Goal: Could you give back the rows from the line containing "Pick out one point on every instance of the yellow" through the line containing "[(740, 292)]", with "truck door" changed to "cab door" and nothing else altered?

Material for this exercise:

>> start

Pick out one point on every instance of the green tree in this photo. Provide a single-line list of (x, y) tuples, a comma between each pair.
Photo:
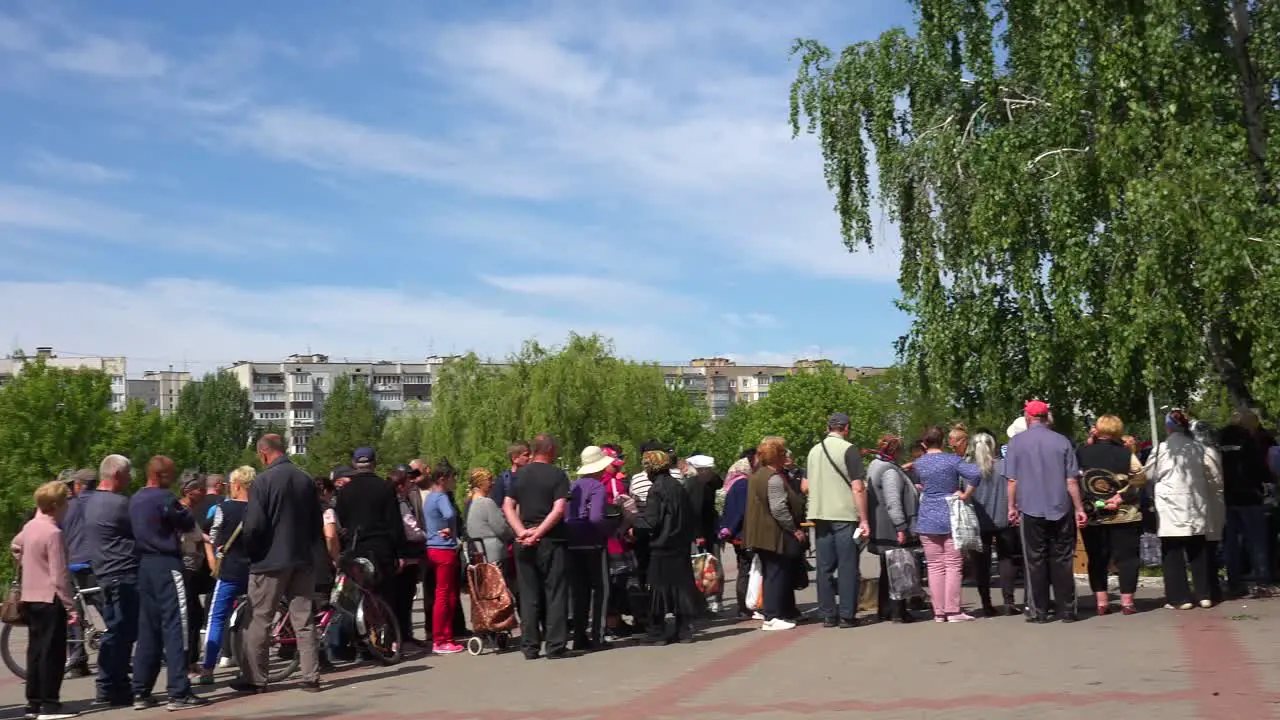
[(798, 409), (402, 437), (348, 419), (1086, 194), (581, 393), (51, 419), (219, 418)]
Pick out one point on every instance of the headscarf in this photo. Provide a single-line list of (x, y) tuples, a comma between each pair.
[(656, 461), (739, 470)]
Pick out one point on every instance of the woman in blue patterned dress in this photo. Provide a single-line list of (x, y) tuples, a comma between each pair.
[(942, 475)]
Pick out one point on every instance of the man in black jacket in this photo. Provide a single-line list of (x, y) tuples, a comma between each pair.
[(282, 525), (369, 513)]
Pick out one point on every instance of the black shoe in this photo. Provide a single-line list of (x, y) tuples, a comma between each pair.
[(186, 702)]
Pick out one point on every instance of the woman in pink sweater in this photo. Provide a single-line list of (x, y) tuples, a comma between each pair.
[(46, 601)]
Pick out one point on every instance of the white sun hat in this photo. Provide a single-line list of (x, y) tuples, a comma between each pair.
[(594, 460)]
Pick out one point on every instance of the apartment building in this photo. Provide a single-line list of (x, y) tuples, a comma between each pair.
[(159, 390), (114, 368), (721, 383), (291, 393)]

>> end
>> start

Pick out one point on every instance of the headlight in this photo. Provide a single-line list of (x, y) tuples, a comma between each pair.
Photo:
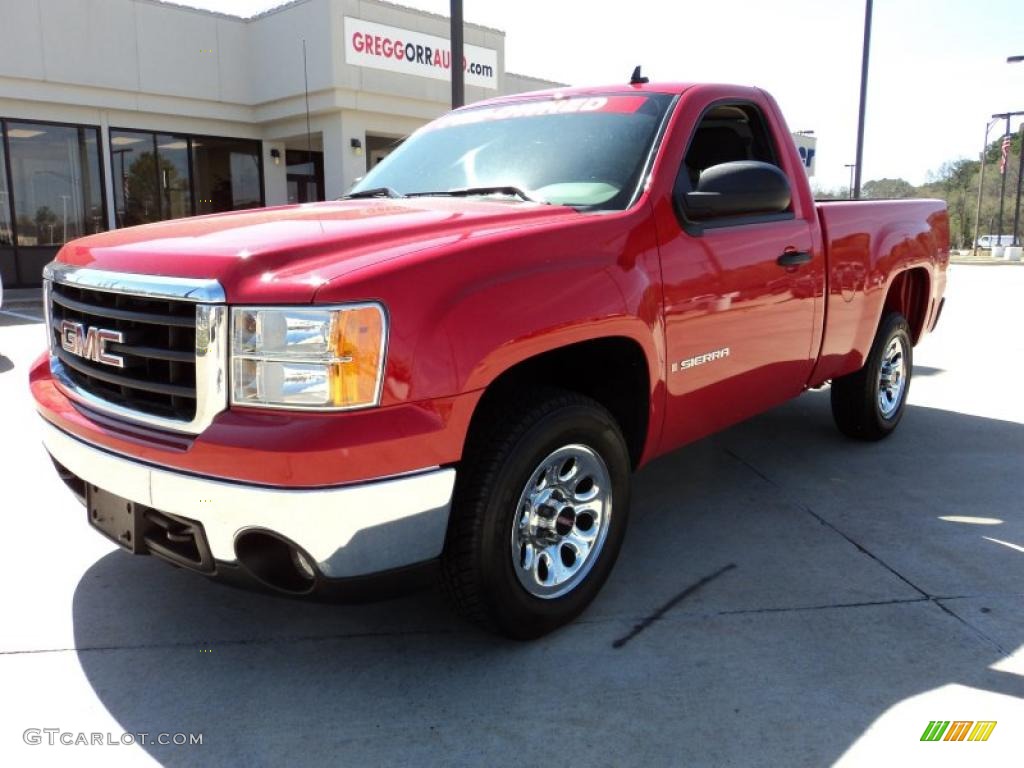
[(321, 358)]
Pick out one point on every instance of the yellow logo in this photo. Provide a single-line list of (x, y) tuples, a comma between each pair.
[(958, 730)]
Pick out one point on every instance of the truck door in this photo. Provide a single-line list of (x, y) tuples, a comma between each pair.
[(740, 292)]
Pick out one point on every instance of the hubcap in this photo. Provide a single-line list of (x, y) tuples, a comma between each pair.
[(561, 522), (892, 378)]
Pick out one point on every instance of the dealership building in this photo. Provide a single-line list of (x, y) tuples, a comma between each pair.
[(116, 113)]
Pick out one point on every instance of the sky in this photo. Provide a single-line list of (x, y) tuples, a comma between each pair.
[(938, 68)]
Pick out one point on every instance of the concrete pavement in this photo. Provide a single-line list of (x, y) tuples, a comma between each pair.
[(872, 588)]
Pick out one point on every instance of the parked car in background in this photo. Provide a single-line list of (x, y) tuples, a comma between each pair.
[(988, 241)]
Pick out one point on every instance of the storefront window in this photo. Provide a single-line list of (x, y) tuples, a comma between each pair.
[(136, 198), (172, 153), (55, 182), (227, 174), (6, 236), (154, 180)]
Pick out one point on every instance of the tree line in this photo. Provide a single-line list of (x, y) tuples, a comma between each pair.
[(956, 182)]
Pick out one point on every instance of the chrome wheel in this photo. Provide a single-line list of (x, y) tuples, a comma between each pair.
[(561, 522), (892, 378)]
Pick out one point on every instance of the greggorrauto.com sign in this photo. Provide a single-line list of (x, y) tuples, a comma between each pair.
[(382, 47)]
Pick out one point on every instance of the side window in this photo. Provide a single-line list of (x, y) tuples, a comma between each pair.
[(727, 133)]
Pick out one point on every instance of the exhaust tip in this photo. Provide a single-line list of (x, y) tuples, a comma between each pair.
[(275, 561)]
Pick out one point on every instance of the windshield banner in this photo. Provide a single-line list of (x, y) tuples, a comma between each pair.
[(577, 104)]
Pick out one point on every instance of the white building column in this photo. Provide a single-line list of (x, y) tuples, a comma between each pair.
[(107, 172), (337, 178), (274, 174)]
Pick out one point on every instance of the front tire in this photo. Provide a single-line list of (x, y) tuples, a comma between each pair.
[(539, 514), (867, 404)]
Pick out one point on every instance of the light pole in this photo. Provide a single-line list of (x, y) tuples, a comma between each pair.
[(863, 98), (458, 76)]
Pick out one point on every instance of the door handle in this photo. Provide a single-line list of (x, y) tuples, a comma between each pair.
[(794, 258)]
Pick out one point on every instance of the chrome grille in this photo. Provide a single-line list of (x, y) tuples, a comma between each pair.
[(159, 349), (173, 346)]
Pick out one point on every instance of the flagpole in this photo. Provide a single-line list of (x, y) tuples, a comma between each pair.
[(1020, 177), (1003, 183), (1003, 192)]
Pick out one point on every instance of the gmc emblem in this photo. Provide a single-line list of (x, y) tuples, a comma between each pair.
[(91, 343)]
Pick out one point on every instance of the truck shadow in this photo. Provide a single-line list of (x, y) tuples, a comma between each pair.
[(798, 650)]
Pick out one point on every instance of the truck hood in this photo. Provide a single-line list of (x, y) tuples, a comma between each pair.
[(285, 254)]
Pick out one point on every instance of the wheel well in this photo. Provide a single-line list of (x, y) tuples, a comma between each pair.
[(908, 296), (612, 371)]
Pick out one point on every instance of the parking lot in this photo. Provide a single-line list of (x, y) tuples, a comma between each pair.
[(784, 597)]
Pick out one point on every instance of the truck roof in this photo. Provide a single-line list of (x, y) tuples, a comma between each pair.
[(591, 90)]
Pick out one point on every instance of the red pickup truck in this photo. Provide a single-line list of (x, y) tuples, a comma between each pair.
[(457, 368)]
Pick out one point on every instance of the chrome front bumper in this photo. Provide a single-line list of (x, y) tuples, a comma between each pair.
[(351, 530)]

>> end

Solved exercise:
Pick out one point on every instance of the yellow logo in this photo. Provide a single-line list of (x, y) tuples, a comma between each pair.
[(958, 730)]
Pick out one point on every instance of the cab door in this photo. Provide a single-line list of (x, y) tuples, a comma between each pair.
[(740, 292)]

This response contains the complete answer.